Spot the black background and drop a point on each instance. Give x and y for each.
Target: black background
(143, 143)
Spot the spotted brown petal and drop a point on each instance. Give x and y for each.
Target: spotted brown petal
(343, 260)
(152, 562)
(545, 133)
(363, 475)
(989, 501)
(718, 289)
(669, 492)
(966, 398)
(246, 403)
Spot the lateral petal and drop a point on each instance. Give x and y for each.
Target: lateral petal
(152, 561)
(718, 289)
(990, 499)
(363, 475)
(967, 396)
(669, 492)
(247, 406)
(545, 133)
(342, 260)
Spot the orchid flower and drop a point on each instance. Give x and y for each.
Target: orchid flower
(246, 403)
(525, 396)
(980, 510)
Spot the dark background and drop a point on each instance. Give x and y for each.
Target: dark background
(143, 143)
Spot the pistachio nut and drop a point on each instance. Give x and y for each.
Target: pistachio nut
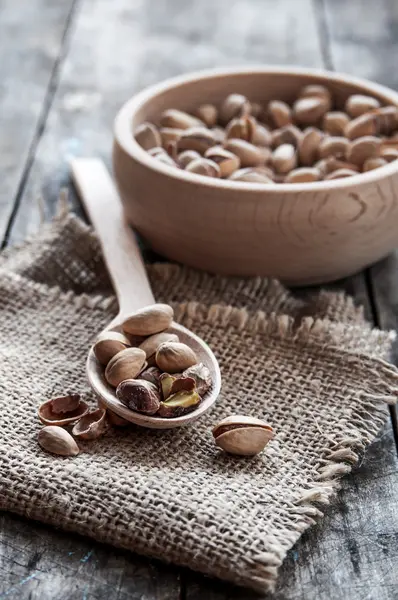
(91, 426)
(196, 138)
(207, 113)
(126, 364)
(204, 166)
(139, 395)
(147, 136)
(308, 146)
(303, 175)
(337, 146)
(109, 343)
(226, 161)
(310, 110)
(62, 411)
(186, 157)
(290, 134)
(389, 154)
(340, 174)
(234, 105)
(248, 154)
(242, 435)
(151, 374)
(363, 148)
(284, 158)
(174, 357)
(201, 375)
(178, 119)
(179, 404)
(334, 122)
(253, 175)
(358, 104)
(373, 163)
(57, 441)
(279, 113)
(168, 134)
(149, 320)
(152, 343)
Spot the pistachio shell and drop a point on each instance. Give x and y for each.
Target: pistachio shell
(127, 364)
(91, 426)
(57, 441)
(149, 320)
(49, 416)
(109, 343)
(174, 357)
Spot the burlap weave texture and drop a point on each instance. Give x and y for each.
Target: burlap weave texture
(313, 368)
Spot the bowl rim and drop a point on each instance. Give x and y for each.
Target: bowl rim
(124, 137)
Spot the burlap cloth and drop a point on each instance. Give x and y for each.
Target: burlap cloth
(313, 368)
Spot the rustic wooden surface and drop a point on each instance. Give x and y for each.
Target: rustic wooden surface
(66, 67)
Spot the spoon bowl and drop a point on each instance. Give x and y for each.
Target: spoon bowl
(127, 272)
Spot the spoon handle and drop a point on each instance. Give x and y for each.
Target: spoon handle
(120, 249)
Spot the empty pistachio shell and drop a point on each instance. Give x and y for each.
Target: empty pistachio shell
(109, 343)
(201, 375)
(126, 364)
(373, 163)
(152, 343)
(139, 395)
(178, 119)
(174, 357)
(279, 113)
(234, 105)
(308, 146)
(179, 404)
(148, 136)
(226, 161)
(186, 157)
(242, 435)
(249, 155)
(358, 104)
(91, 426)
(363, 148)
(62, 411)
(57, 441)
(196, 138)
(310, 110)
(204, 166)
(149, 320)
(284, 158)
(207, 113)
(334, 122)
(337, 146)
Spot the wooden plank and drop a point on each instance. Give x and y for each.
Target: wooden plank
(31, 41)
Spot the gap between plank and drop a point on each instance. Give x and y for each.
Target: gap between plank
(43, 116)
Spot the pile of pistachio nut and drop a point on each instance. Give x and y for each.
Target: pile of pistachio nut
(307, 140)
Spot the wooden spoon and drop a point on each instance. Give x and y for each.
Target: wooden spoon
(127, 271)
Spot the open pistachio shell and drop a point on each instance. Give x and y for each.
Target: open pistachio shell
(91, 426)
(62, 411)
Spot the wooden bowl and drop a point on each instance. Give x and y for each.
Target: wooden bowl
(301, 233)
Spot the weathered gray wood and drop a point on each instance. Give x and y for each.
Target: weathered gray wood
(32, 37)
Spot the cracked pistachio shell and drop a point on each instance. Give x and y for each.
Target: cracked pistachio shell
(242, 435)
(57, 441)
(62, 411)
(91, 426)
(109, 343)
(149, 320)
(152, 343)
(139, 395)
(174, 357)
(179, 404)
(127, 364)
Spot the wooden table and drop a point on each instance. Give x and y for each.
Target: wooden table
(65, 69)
_____
_TASK GOAL_. Copy every entry exactly as written. Pictures are excluded.

_THE COMPLETED TASK_.
Spot the black background and drop a point on each instance. Give x and y for each.
Target: black background
(143, 143)
Spot the spotted brown petal and drop a point on each instance. Give x and y for each.
Target: spotted brown petal
(343, 260)
(152, 562)
(545, 133)
(363, 475)
(989, 501)
(718, 289)
(669, 492)
(966, 398)
(246, 403)
Spot the lateral petal and drop a point on each instance. Give x and y for each.
Target: lateral petal
(152, 561)
(718, 289)
(990, 499)
(363, 475)
(967, 396)
(669, 492)
(247, 406)
(545, 133)
(342, 260)
Spot the orchid flower and drop a point on each instance. Give x and y for each.
Target: orchid flower
(246, 403)
(525, 396)
(980, 510)
Spot the dark background and drop a point on each instance. Give x and y for each.
Target: dark background
(143, 143)
Spot the pistachio nut and drop a point on each instance. Give x and y for each.
Target: pistachio nut
(91, 426)
(196, 138)
(207, 113)
(126, 364)
(204, 166)
(139, 395)
(147, 136)
(308, 146)
(303, 175)
(337, 146)
(109, 343)
(226, 161)
(310, 110)
(62, 411)
(186, 157)
(290, 134)
(389, 154)
(340, 174)
(234, 105)
(248, 154)
(242, 435)
(151, 374)
(363, 148)
(284, 158)
(174, 357)
(201, 375)
(178, 119)
(179, 404)
(334, 122)
(253, 175)
(358, 104)
(373, 163)
(57, 441)
(279, 113)
(168, 134)
(149, 320)
(152, 343)
Spot the pistachio shell and drop a point on each instance. Give x and y for each.
Target: pistachio shell
(127, 364)
(91, 426)
(57, 441)
(149, 320)
(49, 416)
(109, 343)
(174, 357)
Spot the burlap weave texture and drop a point on each instance. Give x and y for each.
Target: burlap weave texture
(313, 368)
Spot the bowl rim and drop a point on each instance. Give x and y for each.
Target: bowl rim
(124, 137)
Spot the burlap cloth and drop a point on each instance. Give x and y for each.
Target: burlap cloth
(313, 368)
Spot the rustic wooden surface and drop a point on each instance. Give x and y for each.
Target: rustic wooden surface
(66, 67)
Spot the spoon bowl and drop a point on each instance. Give x and y for each.
Target: spoon bowl
(127, 272)
Spot the spoon handle and drop a point on each instance. Give x and y for each.
Target: spoon handle
(120, 249)
Spot the empty pistachio shell and drop a point on each instance. Give x and y for each.
Target: empty pistachio shell
(109, 343)
(201, 375)
(126, 364)
(373, 163)
(152, 343)
(139, 395)
(178, 119)
(174, 357)
(279, 113)
(234, 105)
(308, 146)
(179, 404)
(148, 136)
(226, 161)
(186, 157)
(242, 435)
(249, 155)
(358, 104)
(91, 426)
(363, 148)
(62, 411)
(57, 441)
(196, 138)
(310, 110)
(204, 166)
(149, 320)
(284, 158)
(207, 113)
(334, 122)
(337, 146)
Spot the wooden plank and drop a point on each instance. Give x and y for each.
Target: wooden plank
(31, 41)
Spot the gap between plank and drop a point on each instance. Give x and y for each.
Target: gap between plank
(43, 116)
Spot the pile of pistachio nut and drop a point on each instance. Give x and y for each.
Target: pile of pistachio nut
(307, 140)
Spot the wooden spoon and drop a point on each instance. Give x and y for each.
Target: wooden spoon
(127, 271)
Spot the open pistachio shell and drop a point on each instance. Give x and y for each.
Target: open pistachio shell
(91, 426)
(62, 411)
Spot the wooden bowl and drop a point on each instance. Give x and y for each.
Target: wooden bowl
(301, 233)
Spot the weathered gray wood and drop a point on each instance. Give x and y for each.
Target: weathered gray wood
(32, 37)
Spot the cracked pistachio shell and drop a point on each instance. Give x and y for each.
Target: cracked pistachio shell
(242, 435)
(57, 441)
(62, 411)
(91, 426)
(109, 343)
(149, 320)
(152, 343)
(139, 395)
(174, 357)
(179, 404)
(127, 364)
Spot the wooden table and drop a point on each instance. Give x and y for each.
Target: wooden table
(65, 69)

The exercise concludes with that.